-- begin --
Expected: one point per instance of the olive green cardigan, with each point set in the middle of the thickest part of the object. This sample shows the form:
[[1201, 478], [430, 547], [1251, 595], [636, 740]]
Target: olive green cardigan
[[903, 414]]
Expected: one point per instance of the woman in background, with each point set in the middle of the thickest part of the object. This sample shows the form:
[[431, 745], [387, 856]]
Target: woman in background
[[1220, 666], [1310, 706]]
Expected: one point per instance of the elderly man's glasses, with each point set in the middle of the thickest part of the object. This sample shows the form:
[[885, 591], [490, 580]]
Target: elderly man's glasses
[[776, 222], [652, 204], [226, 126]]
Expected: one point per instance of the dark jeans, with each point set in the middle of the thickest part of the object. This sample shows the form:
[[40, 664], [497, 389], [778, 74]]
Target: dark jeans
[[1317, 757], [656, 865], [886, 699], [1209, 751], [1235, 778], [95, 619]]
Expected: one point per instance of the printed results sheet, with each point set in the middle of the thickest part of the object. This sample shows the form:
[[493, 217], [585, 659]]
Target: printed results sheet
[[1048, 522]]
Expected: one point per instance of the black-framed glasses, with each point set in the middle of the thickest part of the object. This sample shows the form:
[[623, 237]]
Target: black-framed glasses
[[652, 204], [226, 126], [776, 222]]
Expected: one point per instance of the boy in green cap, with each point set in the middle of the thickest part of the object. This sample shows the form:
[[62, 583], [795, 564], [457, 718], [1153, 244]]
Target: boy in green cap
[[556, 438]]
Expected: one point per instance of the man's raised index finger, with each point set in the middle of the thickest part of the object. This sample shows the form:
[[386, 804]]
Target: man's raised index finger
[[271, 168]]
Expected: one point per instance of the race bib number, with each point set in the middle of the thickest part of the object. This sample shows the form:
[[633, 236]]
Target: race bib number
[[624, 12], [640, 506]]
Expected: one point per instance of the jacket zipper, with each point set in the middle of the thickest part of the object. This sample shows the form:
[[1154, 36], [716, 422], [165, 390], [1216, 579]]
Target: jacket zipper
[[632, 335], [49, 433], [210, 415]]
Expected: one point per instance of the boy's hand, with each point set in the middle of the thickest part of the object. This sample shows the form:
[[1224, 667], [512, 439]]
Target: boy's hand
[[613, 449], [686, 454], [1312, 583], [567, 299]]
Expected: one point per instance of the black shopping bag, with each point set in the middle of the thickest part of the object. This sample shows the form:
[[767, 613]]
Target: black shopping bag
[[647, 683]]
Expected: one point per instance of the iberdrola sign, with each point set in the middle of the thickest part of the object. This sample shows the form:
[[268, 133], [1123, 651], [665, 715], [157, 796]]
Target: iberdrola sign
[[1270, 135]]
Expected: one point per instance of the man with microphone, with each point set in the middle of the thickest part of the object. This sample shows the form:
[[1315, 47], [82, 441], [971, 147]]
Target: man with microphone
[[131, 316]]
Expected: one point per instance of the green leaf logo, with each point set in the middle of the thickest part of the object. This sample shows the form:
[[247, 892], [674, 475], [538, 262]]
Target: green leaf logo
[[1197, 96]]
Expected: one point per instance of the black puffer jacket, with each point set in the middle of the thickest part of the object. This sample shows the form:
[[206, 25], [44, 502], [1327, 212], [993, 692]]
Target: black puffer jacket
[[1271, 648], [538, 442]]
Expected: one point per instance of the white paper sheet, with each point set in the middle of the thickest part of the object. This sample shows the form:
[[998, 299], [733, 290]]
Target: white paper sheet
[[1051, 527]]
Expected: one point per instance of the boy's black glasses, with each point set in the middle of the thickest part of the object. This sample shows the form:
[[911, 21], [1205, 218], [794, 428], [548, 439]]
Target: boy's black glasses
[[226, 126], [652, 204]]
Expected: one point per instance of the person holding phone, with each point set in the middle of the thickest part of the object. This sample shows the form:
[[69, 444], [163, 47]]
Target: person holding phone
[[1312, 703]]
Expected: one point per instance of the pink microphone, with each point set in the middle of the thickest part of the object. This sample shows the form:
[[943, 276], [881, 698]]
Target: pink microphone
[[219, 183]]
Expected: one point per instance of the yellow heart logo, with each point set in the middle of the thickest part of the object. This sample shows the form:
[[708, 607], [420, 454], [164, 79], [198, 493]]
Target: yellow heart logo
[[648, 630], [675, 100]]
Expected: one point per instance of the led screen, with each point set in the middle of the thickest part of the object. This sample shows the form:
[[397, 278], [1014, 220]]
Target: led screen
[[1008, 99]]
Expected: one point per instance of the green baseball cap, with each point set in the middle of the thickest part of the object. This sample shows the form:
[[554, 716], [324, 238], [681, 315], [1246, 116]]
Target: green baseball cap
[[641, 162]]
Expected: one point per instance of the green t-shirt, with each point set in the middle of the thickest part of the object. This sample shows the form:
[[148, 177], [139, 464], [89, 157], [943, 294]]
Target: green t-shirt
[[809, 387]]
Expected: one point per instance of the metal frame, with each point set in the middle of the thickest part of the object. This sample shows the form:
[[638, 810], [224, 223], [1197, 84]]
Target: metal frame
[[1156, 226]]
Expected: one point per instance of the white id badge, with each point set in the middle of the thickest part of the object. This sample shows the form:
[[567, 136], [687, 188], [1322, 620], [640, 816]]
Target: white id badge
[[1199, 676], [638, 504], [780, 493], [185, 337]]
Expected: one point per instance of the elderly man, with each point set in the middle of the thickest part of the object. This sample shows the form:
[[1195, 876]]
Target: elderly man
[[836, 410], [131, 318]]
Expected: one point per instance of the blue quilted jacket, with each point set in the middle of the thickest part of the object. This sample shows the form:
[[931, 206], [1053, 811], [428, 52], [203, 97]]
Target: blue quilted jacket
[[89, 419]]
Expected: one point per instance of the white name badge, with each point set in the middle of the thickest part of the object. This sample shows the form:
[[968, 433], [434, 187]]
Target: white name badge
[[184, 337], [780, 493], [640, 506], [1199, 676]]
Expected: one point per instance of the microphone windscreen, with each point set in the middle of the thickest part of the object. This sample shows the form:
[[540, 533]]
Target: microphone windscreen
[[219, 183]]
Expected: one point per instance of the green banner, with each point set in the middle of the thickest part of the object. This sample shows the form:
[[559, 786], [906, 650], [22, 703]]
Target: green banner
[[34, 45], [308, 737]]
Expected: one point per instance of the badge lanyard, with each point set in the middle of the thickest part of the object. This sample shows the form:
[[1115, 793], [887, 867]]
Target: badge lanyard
-- end --
-- begin --
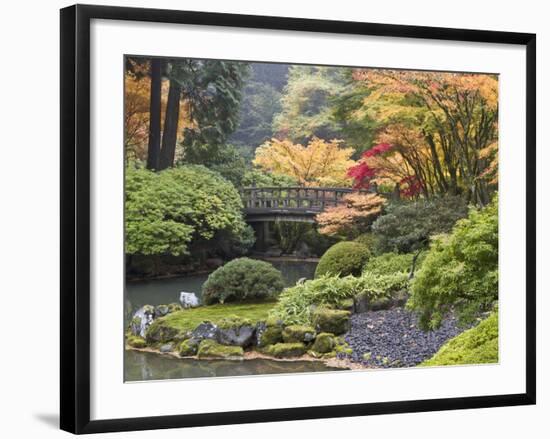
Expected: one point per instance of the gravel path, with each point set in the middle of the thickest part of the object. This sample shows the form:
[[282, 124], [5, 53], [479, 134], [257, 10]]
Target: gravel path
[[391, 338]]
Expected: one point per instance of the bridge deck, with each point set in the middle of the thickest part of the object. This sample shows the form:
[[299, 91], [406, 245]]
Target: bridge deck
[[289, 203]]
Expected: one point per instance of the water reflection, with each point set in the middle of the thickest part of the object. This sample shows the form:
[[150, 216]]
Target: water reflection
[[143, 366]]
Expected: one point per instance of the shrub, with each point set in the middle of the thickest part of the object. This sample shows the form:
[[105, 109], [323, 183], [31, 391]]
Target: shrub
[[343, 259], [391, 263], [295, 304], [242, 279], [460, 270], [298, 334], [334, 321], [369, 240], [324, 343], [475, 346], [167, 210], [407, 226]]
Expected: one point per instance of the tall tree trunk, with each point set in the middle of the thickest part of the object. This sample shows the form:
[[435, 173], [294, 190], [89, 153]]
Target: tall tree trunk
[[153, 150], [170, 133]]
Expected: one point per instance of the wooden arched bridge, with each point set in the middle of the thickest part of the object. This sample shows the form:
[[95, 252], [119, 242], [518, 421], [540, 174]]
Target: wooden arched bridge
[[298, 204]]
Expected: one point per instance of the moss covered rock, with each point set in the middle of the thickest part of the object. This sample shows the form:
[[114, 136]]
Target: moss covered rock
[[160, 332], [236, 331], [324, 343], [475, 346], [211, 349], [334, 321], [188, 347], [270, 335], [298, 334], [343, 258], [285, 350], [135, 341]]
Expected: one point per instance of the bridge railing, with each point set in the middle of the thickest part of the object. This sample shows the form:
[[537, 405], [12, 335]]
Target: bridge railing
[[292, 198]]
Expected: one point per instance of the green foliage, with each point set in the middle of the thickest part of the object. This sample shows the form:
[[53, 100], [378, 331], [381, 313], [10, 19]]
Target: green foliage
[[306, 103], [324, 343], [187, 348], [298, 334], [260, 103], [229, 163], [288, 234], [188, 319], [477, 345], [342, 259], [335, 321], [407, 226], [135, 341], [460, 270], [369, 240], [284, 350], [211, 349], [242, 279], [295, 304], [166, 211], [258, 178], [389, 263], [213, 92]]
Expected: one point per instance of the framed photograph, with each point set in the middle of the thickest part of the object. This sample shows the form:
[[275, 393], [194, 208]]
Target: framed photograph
-- end --
> What is required:
Collect every line of the rows above that contains the word "printed".

> Task response:
Expected: one point per instance of the printed results sheet, with each point set in the middle of the thickest part of the object. This sample shows the form:
Target: printed results sheet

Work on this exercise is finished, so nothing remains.